* JOB
Rewrite the lines with "yellow leaf" substituted for "orange leaf" wherever it appears, changing nothing else, and leave the pictures out of your answer.

* MATERIAL SHOWN
######

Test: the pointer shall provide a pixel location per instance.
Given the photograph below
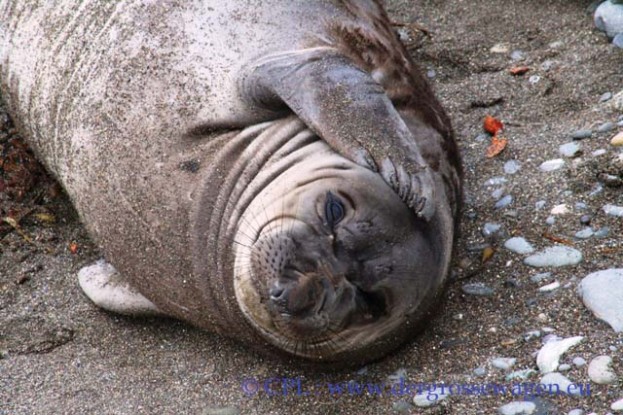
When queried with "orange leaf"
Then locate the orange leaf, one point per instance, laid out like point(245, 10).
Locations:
point(519, 70)
point(496, 146)
point(493, 125)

######

* ANSWER IN FULL
Test: the pointer shall provide a pixel location per instance.
Given the photograph below
When queried with "yellow leaf"
Then locate the yellow leaf, one point per instance, laid out like point(245, 10).
Locations:
point(519, 70)
point(496, 146)
point(493, 125)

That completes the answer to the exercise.